Task to complete:
Your task is to repeat, word for word, the line containing "terracotta pot in the photo above." and all lines that follow it to the end of the material, and no other lines.

Records shown:
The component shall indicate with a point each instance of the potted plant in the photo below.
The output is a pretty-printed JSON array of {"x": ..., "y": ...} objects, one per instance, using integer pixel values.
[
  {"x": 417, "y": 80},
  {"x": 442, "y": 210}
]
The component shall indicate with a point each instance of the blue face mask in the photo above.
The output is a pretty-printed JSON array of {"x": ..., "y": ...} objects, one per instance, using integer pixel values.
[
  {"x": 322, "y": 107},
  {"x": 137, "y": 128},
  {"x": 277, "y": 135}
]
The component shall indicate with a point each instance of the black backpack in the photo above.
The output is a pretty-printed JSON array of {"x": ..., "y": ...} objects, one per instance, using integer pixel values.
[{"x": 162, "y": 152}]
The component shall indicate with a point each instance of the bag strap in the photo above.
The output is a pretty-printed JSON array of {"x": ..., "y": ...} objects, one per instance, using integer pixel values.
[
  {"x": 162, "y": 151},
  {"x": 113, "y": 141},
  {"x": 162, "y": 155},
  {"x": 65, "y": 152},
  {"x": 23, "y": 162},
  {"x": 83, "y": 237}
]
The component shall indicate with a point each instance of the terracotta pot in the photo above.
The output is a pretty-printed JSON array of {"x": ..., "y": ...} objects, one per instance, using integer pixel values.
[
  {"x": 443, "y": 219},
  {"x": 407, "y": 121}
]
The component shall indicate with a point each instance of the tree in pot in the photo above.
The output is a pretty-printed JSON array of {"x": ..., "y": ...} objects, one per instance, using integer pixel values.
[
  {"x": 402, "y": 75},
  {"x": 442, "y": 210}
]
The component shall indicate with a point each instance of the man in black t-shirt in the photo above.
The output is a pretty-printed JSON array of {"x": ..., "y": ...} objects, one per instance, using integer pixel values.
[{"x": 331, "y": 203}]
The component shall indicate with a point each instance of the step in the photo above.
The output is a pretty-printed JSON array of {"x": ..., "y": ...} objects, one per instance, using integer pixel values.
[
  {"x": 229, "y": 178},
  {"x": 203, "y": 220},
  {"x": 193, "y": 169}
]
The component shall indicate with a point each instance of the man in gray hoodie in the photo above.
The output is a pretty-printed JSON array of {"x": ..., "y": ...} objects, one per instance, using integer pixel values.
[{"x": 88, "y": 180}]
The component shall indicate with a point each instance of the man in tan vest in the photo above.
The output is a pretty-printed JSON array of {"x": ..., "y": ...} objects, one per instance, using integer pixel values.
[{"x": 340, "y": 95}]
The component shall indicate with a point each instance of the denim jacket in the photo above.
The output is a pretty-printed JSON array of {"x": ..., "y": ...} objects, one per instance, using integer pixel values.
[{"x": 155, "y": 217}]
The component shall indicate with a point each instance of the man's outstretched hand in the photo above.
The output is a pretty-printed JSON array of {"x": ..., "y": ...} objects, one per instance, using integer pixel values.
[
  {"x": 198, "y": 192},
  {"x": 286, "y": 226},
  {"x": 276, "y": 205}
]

Finished answer:
The component shall indicate with a point each instance of the terracotta pot in the photo above.
The output is a pretty-printed JSON array of {"x": ..., "y": ...} objects, one per instance, using integer pixel values.
[
  {"x": 443, "y": 219},
  {"x": 407, "y": 121}
]
The component shall indicate with a point each instance of the tree in pot in the photo above.
The output is a pretty-printed JSON array of {"x": ..., "y": ...} objects, one per instance, using integer pixel values.
[
  {"x": 402, "y": 75},
  {"x": 442, "y": 210}
]
The component shall indicate with a point each instance of the man in black t-shirt in the photo above.
The output is a pretty-printed JSON array of {"x": ..., "y": ...} objects, one per instance, using integer pixel values.
[{"x": 331, "y": 203}]
The component shall indicate with a point each instance of the step in the photo above.
The output is a pretty-printed JSON array of {"x": ..., "y": ...} objects, one per instance, using integer pixel values.
[
  {"x": 229, "y": 178},
  {"x": 203, "y": 220},
  {"x": 193, "y": 169}
]
The component shall indicate with a point each instance of the man in gray hoodie in the photo above.
The output is a pretty-printed JSON array of {"x": ..., "y": ...} objects, one per instance, using integer pixel values.
[{"x": 88, "y": 180}]
The component shall indicate with a point each instance of the man in tan vest in the photo above.
The output is a pretty-printed JSON array of {"x": ..., "y": ...} objects, one per instance, using integer pixel values.
[{"x": 340, "y": 95}]
The component shall indicate with a point each instance of the denim jacket in the photo above.
The output is a pretty-printed JSON array of {"x": ..., "y": ...} objects, one per instance, using integer pixel values.
[{"x": 155, "y": 217}]
The component shall indicate with a point each instance of the man's outstretched hand in the photo above.
The output is a pretty-printed JSON array of {"x": ..., "y": ...} objects, one per instance, using integer pixel values.
[
  {"x": 198, "y": 192},
  {"x": 286, "y": 226},
  {"x": 276, "y": 205}
]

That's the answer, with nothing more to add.